— Parts of the exercise —
[1] Quote the news article word for word, starting at "This fact eventually" and ending at "into the fray.".
[2] According to the news article, on what date did MIRSAD issue its e-mail protest to its members and the press?

— Given text —

By the end of Monday, Kamal Batal and Ziad Mugraby should know where they will be spending the next few months - or even years - of their lives.

On trial at the Military Tribunal in Mathaf on charges of defaming the nation, Mugraby and Batal are unlikely defendants in an unlikely case.

Mugraby is the owner of local internet service provider, Destination, while Batal is the director of human-rights organization MIRSAD.

If convicted under Article 157 of the Lebanese Military Penal Code, which defends the army and the flag against defamation, the pair could spend up to three years in prison.

It all started with gaylebanon.com, a US-registered informational website aimed at lesbians and gays in Lebanon and the diaspora. Little more than a domain name, gaylebanon.com had not even got off the ground before the vice squad conducted an April 3 raid on Destination, the Beirut ISP the Hobeish police station associated with the site.

“The company had nothing to do with the website,” said one Destination source who spoke to The Daily Star on condition of anonymity. “The Agence France Presse report was wrong. Destination wasn’t involved in the production of the website. We really have no relevance to this issue.”

The link between the two appears to have resulted from a “technicality, part of the process of registering the domain name of a new website.”

This fact eventually became clear to the vice squad. After interrogating Mugraby on two separate occasions to get him to divulge the names of those responsible for the website, knowledge which Mugraby said he does not possess, no charges were brought to bear.

The problem appears to have resulted from the raids. After continued vice squad harassment of Destination staff - which according to a report circulated by the International Lesbian and Gay Association included threats to shut the ISP down - MIRSAD (Multi-Initiative on Rights: Search, Assist and Defend) stepped into the fray.

On April 18, MIRSAD issued an e-mail protest to its members and the press, highlighting “the unlawful attempts by the police to interfere in the freedom of the internet and the freedom of expression of the gay community.” The message also expressed concern this might be the start of a wider censorship campaign.

On April 21, Batal was summoned to the Hobeish station to explain the condemnation. His answer must have failed to please because sometime between April and August, the case came under military jurisdiction.

On Aug. 5, Mugraby and Batal were charged with “tarnishing the reputation of the vice squad by distributing a printed flyer,” apparently a reference to the e-mail appeal originally issued by MIRSAD.

Both civilians, Mugraby and Batal, were further informed their trial would take place in the Military Tribunal under charges of violating Article 157 of the Military Penal Code.

(Excerpt from a dataset)
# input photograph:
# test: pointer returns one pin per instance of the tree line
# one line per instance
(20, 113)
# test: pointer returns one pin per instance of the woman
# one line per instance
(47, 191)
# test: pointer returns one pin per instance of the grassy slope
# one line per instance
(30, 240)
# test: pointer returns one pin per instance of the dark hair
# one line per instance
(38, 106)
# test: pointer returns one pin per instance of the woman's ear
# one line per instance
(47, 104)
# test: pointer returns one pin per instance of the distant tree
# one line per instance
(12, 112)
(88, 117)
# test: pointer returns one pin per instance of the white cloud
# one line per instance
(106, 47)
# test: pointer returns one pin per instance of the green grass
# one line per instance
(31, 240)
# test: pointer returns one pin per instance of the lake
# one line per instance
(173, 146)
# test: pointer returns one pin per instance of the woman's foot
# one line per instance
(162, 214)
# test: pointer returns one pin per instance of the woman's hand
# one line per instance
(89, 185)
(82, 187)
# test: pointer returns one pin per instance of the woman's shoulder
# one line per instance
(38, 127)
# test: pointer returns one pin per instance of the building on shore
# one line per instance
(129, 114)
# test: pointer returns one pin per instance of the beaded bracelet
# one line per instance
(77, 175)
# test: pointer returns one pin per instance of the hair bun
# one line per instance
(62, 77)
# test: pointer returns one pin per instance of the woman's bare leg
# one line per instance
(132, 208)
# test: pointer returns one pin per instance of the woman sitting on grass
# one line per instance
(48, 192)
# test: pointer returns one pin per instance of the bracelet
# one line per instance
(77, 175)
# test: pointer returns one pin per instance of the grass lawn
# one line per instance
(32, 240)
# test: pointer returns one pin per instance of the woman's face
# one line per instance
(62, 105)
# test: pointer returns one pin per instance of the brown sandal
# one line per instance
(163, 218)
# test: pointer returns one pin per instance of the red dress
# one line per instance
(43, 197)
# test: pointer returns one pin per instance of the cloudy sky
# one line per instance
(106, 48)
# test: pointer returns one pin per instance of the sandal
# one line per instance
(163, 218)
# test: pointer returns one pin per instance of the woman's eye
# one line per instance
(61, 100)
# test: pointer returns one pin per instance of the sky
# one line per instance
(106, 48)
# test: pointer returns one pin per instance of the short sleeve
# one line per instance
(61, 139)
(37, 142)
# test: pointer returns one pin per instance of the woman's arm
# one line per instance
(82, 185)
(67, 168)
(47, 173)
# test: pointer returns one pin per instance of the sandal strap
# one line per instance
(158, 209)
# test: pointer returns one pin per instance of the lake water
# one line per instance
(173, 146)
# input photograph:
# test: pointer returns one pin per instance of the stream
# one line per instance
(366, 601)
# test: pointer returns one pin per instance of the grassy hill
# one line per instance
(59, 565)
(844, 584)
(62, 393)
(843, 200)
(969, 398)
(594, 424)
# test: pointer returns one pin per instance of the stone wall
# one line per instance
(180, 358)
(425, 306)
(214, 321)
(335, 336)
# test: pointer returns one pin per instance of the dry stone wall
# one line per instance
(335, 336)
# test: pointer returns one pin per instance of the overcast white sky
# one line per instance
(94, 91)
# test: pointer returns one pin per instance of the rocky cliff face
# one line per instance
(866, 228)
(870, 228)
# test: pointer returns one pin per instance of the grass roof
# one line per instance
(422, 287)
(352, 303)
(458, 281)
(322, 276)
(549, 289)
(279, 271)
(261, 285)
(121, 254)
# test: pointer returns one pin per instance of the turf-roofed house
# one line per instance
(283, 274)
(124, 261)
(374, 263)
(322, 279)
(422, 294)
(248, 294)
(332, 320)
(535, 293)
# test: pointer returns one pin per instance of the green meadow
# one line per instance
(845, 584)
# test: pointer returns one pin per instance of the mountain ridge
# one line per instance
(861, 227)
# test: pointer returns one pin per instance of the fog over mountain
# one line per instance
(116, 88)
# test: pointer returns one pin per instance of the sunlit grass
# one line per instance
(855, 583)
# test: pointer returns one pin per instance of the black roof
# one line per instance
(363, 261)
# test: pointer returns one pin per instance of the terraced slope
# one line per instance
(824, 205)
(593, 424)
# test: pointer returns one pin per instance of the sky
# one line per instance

— Answers per task —
[1]
This fact eventually became clear to the vice squad. After interrogating Mugraby on two separate occasions to get him to divulge the names of those responsible for the website, knowledge which Mugraby said he does not possess, no charges were brought to bear.

The problem appears to have resulted from the raids. After continued vice squad harassment of Destination staff - which according to a report circulated by the International Lesbian and Gay Association included threats to shut the ISP down - MIRSAD (Multi-Initiative on Rights: Search, Assist and Defend) stepped into the fray.

[2] April 18